Rising mortgage interest rates are squeezing homebuyer budgets as the cost of living crisis threatens to put the brakes on two years of frenzied activity and soaring prices in the UK property market.
Figures from the Bank of England released on Wednesday showed the effective interest rate on newly drawn mortgages — the actual interest rate paid — increased by 14 basis points in March to 1.73 per cent.
The increase comes as the BoE’s Monetary Policy Committee considers again whether to raise its main interest rate to curb inflation.
Rising rates are among several factors that could reverse two years of rapid increases in UK house prices, alongside soaring inflation, falling real incomes and diminished consumer confidence.
“While housing demand potentially will be supported by the savings that households have accumulated during the pandemic, the combination of falling real disposable incomes, low consumer confidence and rising mortgage rates is too toxic for the housing market to come away unscathed,” said Samuel Tombs, chief UK economist at Pantheon Macroeconomics.
Interest on mortgages has edged up since hitting historic lows during the pandemic lockdown, when the central bank slashed the base rate of interest to 0.1 per cent to cushion the economy.
It has since increased the rate gradually to 0.75 per cent but, in a closely watched decision on Thursday, policymakers could announce a further increase, most likely to 1 per cent.
Mortgage interest rates have edged up further in recent days. Yorkshire Bank, Clydesdale Bank and Metro Bank raised rates on selected mortgage products this week ahead of the expected BoE rate rise.
BoE analysis of new mortgages showed new quotes for two-year fixed rate products at loan-to-value ratios of 75 per cent carried an average interest rate of 2.11 per cent last month, up from 1.23 per cent in August 2021.
Some economists predicted a fall in prices as buyers are able to borrow less. “If we are right that interest rates will be raised to 1 per cent tomorrow and to 3 per cent next year . . . then it won’t be long before the housing market slows,” Paul Dales, chief UK economist at Capital Economics, said.
“We think house prices will fall in 2023 and 2024, by around 5 per cent in total.”
BoE figures on Wednesday also suggested the housing market could be calming down — but analysts were divided over the extent to which this would affect demand and prices.

• **Aim of the task**
Resume the article on rising UK mortgage rates and the housing market, picking up right after its last sentence.

• **Data extracts**
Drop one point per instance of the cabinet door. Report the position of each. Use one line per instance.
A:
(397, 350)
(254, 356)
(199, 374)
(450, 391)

• **Exercise result**
Net borrowing of mortgage debt increased to £7bn in March from £4.6bn in February. The sharp rise reflected frenzied activity at the beginning of this year, as buyers scrambled to take advantage of low rates and demand outstripped supply, pushing up prices.
However, March figures for the number of mortgage approvals, which indicate later purchases and future borrowing, were little changed at 70,700 compared with 71,000 in February.
Mark Harris, chief executive of mortgage broker SPF Private Clients, said the figures indicated a more stable housing market. “This suggests that the froth has come out of the market, leaving a calmer, more measured, and ultimately more sustainable version.”
Observers said mortgage rates were just one among several factors likely to limit housing demand.
Economists have warned the UK could face a period of stagflation, with consumer prices increasing by 7 per cent in March, while GDP grew by just 1 per cent in February and real wages contracted by 1 per cent.
Anthony Codling, chief executive of property platform Twindig, said rising rates were one of a combination of factors set to affect house prices, including a perception of greater risk and declining real incomes as the cost of living crisis bites.
However he added that some aspects of the cost of living crunch could push up property values, with households still drawing on lockdown savings and assets like property proving a more attractive investment as inflation degrades the value of cash.
“In the context of longer history, mortgage rates are still very low indeed,” he added. “I wouldn’t panic.”